• TASK LIST
a - In the AI news roundup, what score did Gemini 3 Pro receive on the FACTS Benchmark?
b - Write the next part of the AI news roundup, following on after its item about GPT-5.2 on Cursor.

::: TEXT PASSAGE :::

**Gemini 3 Pro Beats GPT-5 in Factuality as Mistral Drops 12+ New LLMs in One Week**
Benchmarks & Model Evaluations
DeepMind Releases FACTS Benchmark: Gemini 3 Pro Outperforms GPT-5 in Factuality (68.8% vs 61.8%)
Google DeepMind introduced the FACTS Benchmark, a new evaluation suite for measuring AI model factuality. Gemini 3 Pro scored 68.8%, surpassing GPT-5’s 61.8%, while even Gemini 2.5 Pro outperformed GPT-5. The benchmark highlights gaps in multimodal factuality and provides a standardized metric for truthfulness in AI.
Model Releases & Updates
Mistral AI Releases 12+ New LLMs in a Single Week—3x OpenAI’s 6-Year Output
Mistral AI unveiled a wave of new models (3B to 675B parameters), including coding, reasoning, and instruct variants, all optimized for local use. The release spans models like Devstral (24B, 123B), Ministral-3 (3B–14B), and Mistral-Large-3 (675B), showcasing rapid innovation and hardware flexibility.
GPT-5.2 Rolls Out on Cursor with Enhanced Performance
OpenAI’s GPT-5.2 is now available on Cursor, delivering noticeable improvements in responsiveness and intelligence. Early users report a smoother, more capable experience compared to prior versions.

::: DATA EXTRACTS :::

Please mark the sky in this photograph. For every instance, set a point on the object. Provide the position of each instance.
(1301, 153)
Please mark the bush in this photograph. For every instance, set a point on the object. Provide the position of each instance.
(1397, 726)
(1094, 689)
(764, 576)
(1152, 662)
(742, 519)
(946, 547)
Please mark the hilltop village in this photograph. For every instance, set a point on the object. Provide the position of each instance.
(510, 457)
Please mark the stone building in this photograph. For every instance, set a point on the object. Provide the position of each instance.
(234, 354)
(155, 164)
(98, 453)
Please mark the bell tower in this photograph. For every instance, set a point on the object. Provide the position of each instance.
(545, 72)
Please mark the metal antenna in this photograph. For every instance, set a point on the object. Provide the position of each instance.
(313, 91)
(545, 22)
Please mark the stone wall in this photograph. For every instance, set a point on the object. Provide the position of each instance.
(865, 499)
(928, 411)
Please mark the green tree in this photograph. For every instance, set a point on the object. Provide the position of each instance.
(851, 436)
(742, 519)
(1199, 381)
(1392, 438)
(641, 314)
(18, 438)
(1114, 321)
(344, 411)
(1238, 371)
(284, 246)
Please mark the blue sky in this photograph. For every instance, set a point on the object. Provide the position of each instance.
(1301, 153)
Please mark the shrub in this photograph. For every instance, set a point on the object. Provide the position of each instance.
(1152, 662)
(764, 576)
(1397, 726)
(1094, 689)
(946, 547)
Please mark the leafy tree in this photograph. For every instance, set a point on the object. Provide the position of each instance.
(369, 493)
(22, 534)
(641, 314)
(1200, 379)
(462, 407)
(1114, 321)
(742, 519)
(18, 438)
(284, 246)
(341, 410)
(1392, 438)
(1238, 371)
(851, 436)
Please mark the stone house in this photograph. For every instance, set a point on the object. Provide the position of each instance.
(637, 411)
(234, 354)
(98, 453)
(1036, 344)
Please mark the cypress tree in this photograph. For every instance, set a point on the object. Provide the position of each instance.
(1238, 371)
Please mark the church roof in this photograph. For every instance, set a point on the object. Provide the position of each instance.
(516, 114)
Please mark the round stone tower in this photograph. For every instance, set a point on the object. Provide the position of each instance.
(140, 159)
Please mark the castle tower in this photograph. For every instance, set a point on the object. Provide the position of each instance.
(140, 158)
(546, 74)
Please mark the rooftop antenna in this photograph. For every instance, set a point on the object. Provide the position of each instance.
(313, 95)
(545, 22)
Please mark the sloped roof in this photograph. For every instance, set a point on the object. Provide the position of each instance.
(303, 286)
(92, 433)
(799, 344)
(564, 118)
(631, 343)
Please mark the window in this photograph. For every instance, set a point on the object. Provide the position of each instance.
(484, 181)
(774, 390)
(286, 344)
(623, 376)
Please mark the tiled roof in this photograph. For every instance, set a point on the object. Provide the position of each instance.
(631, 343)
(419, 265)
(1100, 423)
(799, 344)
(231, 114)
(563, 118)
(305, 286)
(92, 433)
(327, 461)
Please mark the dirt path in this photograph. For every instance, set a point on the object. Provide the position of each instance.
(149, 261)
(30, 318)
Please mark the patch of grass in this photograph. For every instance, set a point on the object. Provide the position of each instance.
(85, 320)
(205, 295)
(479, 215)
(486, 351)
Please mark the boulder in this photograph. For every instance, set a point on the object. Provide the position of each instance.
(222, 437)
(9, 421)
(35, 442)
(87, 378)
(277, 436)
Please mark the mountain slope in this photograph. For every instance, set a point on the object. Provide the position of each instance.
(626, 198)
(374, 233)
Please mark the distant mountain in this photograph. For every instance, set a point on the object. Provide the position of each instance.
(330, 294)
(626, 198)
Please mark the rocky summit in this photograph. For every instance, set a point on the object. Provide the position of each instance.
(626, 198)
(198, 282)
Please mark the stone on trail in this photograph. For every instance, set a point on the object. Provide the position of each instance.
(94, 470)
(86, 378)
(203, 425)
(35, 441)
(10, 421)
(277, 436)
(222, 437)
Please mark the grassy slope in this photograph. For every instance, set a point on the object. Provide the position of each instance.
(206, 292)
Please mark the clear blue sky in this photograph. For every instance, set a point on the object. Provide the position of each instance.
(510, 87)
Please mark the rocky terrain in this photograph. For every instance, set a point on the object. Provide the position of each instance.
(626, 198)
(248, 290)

:::

• RESPONSES BY ITEM NUMBER
a - 68.8%

b -
ByteShape Releases Optimized GGUF Models for Qwen3 and Llama 3.1
ByteShape’s ShapeLearn method optimizes quantization for Qwen3-4B-Instruct and Llama-3.1-8B-Instruct, achieving better performance with lower memory usage. The models are now available on Hugging Face.
Infrastructure & Hardware Innovations
Nvidia-Backed Starcloud Trains First AI Model in Space Using H100 GPUs
Starcloud successfully trained an AI model (Google Gemma) in orbit aboard the Starcloud-1 satellite, powered by an Nvidia H100 GPU and solar energy. This milestone paves the way for orbital data centers with 24/7 uptime and free cooling.
FlashAttention Now Available for Non-Nvidia GPUs (AMD, Intel Arc, Vulkan)
Aule Technologies’ FlashAttention implementation extends support to AMD, Intel Arc, and Vulkan-capable GPUs, eliminating the CUDA dependency for efficient ML inference on non-Nvidia hardware.
Developer Tools & Optimizations
Unsloth Enables 3x Faster LLM Training with 30–90% Less VRAM
Unsloth’s new Triton kernels and smart auto-packing allow training models like Qwen3-4B on consumer hardware with <3.9GB VRAM, achieving 3x speedups without accuracy loss.
llama.cpp Updates CLI for Improved Usability
A new CLI experience has been merged into llama.cpp, enhancing user interaction and streamlining local AI model execution.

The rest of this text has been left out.